## start Document text
The first term is the expected log-likelihood under $q_\phi$ ; the second is the KL between the surrogate and the prior, acting as regularization toward the prior. The two terms are estimated by Monte-Carlo over $S$ samples $\theta^{(s)} \sim q_\phi$ (the num_particles argument). EnsembleVI exposes a kl_weight β that scales the KL term — $\beta = 1$ recovers the standard ELBO, $\beta < 1$ gives a cold posterior tempering that often improves predictive calibration on neural-scale models (Wenzel et al., 2020).

MAP versus VI in one line — Dirac vs Gaussian per member¶

EnsembleMAP and EnsembleVI differ only in what each member fits. MAP fits a point estimate per member and treats the ensemble as a uniform mixture of $E$ Dirac masses,

q_{\text{MAP}}(\theta) \;=\; \frac{1}{E}\sum_{e=1}^E \delta\!\bigl(\theta - \hat\theta_e\bigr).

((5))
## end Document text
## Aim A
Rewrite the records from their first line up to and including the line with "provide the mask of each instance", changing "Target" to "Subject" and keeping everything else the same. Give only those lines.
## start Task material
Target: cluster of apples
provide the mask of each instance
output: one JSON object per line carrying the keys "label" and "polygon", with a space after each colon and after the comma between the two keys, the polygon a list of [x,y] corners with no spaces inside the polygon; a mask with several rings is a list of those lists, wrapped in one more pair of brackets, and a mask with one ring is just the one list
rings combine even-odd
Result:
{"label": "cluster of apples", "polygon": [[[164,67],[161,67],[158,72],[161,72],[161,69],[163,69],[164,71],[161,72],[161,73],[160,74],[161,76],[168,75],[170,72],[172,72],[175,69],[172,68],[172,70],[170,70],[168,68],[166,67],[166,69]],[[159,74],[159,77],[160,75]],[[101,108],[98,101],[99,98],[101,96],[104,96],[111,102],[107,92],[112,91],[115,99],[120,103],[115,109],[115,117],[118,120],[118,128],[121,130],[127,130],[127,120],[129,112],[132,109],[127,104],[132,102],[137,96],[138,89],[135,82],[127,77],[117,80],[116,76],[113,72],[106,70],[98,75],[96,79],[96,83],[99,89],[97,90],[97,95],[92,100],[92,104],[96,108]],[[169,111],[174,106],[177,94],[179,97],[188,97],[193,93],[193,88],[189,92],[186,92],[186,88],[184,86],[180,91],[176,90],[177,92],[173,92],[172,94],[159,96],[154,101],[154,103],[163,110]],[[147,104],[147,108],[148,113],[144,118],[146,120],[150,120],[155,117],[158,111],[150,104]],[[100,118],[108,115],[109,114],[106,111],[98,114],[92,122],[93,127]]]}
## end Task material
## Aim B
Return the full text on MAP and VI ensembles, word for word.

## Final answer A
Subject: cluster of apples
provide the mask of each instance

## Final answer B
The first term is the expected log-likelihood under $q_\phi$ ; the second is the KL between the surrogate and the prior, acting as regularization toward the prior. The two terms are estimated by Monte-Carlo over $S$ samples $\theta^{(s)} \sim q_\phi$ (the num_particles argument). EnsembleVI exposes a kl_weight β that scales the KL term — $\beta = 1$ recovers the standard ELBO, $\beta < 1$ gives a cold posterior tempering that often improves predictive calibration on neural-scale models (Wenzel et al., 2020).

MAP versus VI in one line — Dirac vs Gaussian per member¶

EnsembleMAP and EnsembleVI differ only in what each member fits. MAP fits a point estimate per member and treats the ensemble as a uniform mixture of $E$ Dirac masses,

q_{\text{MAP}}(\theta) \;=\; \frac{1}{E}\sum_{e=1}^E \delta\!\bigl(\theta - \hat\theta_e\bigr).

((5))